The task
Exactly reproduce each line of the listing that follows.
** START OF Provided records **
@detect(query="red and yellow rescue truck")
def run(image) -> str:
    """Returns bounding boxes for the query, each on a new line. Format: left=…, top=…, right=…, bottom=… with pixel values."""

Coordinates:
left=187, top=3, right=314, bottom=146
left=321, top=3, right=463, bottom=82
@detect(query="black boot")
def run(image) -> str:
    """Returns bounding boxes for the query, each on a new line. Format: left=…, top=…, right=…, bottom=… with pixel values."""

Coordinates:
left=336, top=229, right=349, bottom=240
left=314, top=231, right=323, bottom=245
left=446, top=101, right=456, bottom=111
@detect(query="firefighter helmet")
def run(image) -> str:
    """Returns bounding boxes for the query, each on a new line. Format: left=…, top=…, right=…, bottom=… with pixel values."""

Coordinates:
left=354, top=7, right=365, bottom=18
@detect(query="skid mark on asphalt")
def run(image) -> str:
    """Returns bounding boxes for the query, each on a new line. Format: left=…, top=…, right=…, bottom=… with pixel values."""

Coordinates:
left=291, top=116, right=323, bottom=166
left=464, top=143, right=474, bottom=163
** END OF Provided records **
Solution
@detect(query="red and yellow rescue truck")
def run(image) -> str:
    """Returns bounding boxes for the query, each on a new line. Format: left=…, top=…, right=…, bottom=… with pixel values."""

Coordinates:
left=187, top=3, right=314, bottom=146
left=321, top=3, right=463, bottom=82
@detect(query="black boot")
def run(image) -> str:
    """Returns bounding boxes for the query, each on a new line. Format: left=…, top=…, right=…, bottom=… with pixel values."""

Coordinates:
left=336, top=229, right=349, bottom=240
left=314, top=231, right=323, bottom=245
left=446, top=101, right=456, bottom=111
@detect(query="firefighter helmet")
def run(image) -> str:
    """Returns bounding boxes for the query, each on a new line. Format: left=…, top=…, right=…, bottom=… with pixel values."""

Coordinates:
left=354, top=7, right=365, bottom=18
@detect(query="skid mark on asphalt")
def run(image) -> str:
    """Returns bounding boxes for the query, each on a new line. Format: left=…, top=…, right=…, bottom=… with pixel values."""

Coordinates:
left=291, top=116, right=323, bottom=166
left=464, top=143, right=474, bottom=163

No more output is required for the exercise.